> _Exercise task_
Can you write out the lines again, starting with the line that contains "dark foreground terrain." and going on through the end of the items, replacing "utility pole" with "telephone pole" and leaving everything else unchanged?

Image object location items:
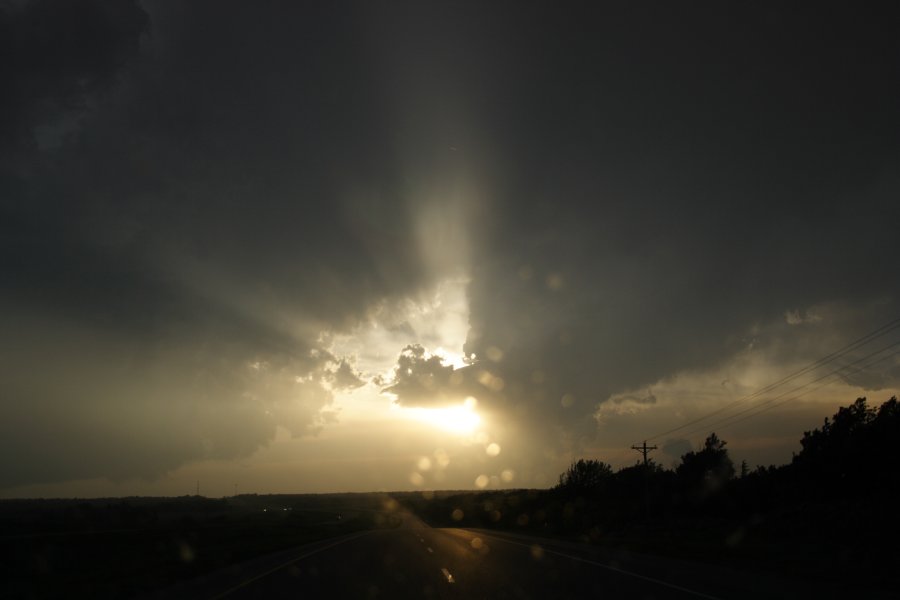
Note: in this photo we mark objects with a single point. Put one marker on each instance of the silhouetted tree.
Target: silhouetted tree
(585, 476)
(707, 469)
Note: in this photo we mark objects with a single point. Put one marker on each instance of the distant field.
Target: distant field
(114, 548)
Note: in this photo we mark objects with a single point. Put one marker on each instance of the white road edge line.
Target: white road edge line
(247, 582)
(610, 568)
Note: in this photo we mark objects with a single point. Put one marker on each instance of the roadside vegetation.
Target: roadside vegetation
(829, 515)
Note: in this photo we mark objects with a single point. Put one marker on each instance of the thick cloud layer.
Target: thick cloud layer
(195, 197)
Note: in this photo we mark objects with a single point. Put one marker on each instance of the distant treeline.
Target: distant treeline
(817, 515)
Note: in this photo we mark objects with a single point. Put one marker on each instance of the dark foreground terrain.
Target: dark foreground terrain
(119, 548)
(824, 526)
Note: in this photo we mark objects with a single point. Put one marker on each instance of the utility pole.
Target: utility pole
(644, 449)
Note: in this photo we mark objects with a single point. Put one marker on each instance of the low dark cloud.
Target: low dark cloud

> _Response to this exercise_
Note: in this photo we mark objects with a single point. Put one marker on each instance of the dark foreground terrain.
Target: dark foreground terrain
(119, 548)
(824, 526)
Note: in this photo we mark objects with a single point. Put one marker on each instance of the telephone pole.
Target: telephone pole
(644, 449)
Note: in this photo we mark objects with a single point. Put one marker on each instance of the low dark cloud.
Target: low dark cloud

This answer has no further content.